## DOCUMENT EXCERPT
State Elimination Formula
When eliminating state q with:
• Self-loop: R (transition from q to q)
• Incoming edge: R₁ (from p to q)
• Outgoing edge: R₂ (from q to r)
New edge p→r: R₁ · R* · R₂
Moore and Mealy Machines
Exam Importance: Very High
Moore/Mealy design questions appear in every paper (100% frequency). Common patterns: sequence transformation (abb→aba, aaa→bbb), pattern detection, and inter-conversion.
Unlike DFA/NFA which only accept/reject strings, Transducers produce output. They are Finite State Machines with Output.
Moore Machine
M = (Q, Σ, Δ, δ, λ, q₀)
- Q = Finite set of states
- Σ = Input alphabet
- Δ = Output alphabet
- δ = Transition function: Q × Σ → Q
- λ = Output function: Q → Δ
- q₀ = Initial state
Output depends on STATE only!
Mealy Machine
M = (Q, Σ, Δ, δ, λ, q₀)

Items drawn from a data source
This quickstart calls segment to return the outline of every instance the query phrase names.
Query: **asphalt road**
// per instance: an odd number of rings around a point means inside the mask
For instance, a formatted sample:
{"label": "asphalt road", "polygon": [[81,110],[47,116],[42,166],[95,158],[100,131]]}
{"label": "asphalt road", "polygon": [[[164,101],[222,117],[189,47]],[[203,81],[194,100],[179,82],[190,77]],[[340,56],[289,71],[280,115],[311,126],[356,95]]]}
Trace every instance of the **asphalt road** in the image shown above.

## EXERCISES TO COMPLETE
**a)** Answer these questions using the automata notes:
(i) What expression gives the new edge p→r when state q is eliminated?
(ii) How frequently do Moore/Mealy design questions appear in papers?
(iii) What is the output function λ of a Moore machine, as written in its definition?
**b)** Transcribe the passage of the automata notes between "State Elimination Formula" and "detection, and inter-conversion.", inclusive.

## TASK-BY-TASK RESULTS
**a)**
(i) R₁ · R* · R₂
(ii) In every paper (100% frequency)
(iii) Q → Δ

**b)**
State Elimination Formula
When eliminating state q with:
• Self-loop: R (transition from q to q)
• Incoming edge: R₁ (from p to q)
• Outgoing edge: R₂ (from q to r)
New edge p→r: R₁ · R* · R₂
Moore and Mealy Machines
Exam Importance: Very High
Moore/Mealy design questions appear in every paper (100% frequency). Common patterns: sequence transformation (abb→aba, aaa→bbb), pattern detection, and inter-conversion.